**** Seitentext

Piazza del Popolo - das historische Zentrum von Rom. Am Ende der langen, schnurgeraden Straße sticht der Flaminio-Obelisk in den blauen, wolkenlosen Himmel. Ein Taschenladen, eine Boutique für Kaschmir-Pullover. Dazwischen eine massive Holztür mit soliden Griffen. Auf einem dunkelroten Schild steht: Casa di Goethe.
Im ersten Stock, am Ende der gewendelten Marmortreppe, erwartet mich Maria Gazzetti. Sie führt mich durch die Räume.
"Natürlich sind die Wände nicht mehr das, was es damals war. Aber die geografische Position: Via del Corso Nummer 18. Die Nähe vom Piazza del Popolo. Der Blick vom Ateliertisch rüber auf den Tiber, auf die Via Ripetta, all diese Dinge muss man ja spüren."

********
**** Verfügbare Daten

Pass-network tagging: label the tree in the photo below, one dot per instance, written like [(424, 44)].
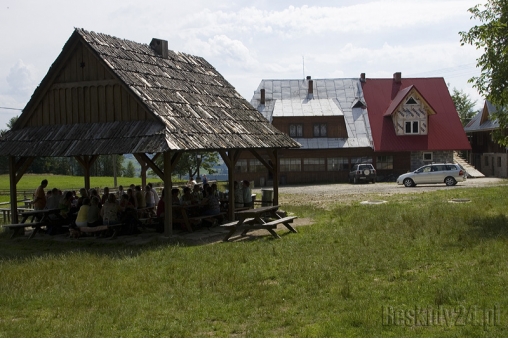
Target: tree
[(492, 37), (129, 172), (4, 163), (464, 106), (190, 162)]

********

Zu erledigende Aufgaben →
1. Beantworte zum Text über die Casa di Goethe folgende Fragen:
(a) Welche Farbe hat das Schild mit der Aufschrift „Casa di Goethe“?
(b) Wo erwartet Maria Gazzetti den Besuch?
(c) Welche Adresse nennt Maria Gazzetti?
2. Schreib den Text über die Casa di Goethe in Rom weiter, direkt im Anschluss an seinen letzten Satz.

Lösungen zur Übung →
1.
(a) Dunkelrot.
(b) Im ersten Stock, am Ende der gewendelten Marmortreppe.
(c) Via del Corso Nummer 18.

2.
Den Dichter spüren. Die Aura des Dichterfürsten - Johann Wolfgang Goethe stieg hier ab, auf seiner legendären "Italienischen Reise".
"Das war vom 30. Oktober 1786 bis zum April 1788. Dazwischen Reisen nach Neapel und Sizilien. Und er war hier, weil hier Tischbein wohnte. Es war eine Pension, die Pension der Familie Collina. Diese Pension hatte sich herumgesprochen unter den deutschen Künstlern, weil sie gut war: gutes Essen, gute Betten ohne Läuse."

"Schauen, zeichnen, laufen, die Straßen erleben, das Volk sehen"

Die Bohémiens aus dem kalten Norden hatten ziemlich karge Ansprüche, was ihre Unterkunft betraf. Wie eben auch der Maler Wilhelm Tischbein, der Goethe das dolce far niente in bella Roma schmackhaft gemacht hatte.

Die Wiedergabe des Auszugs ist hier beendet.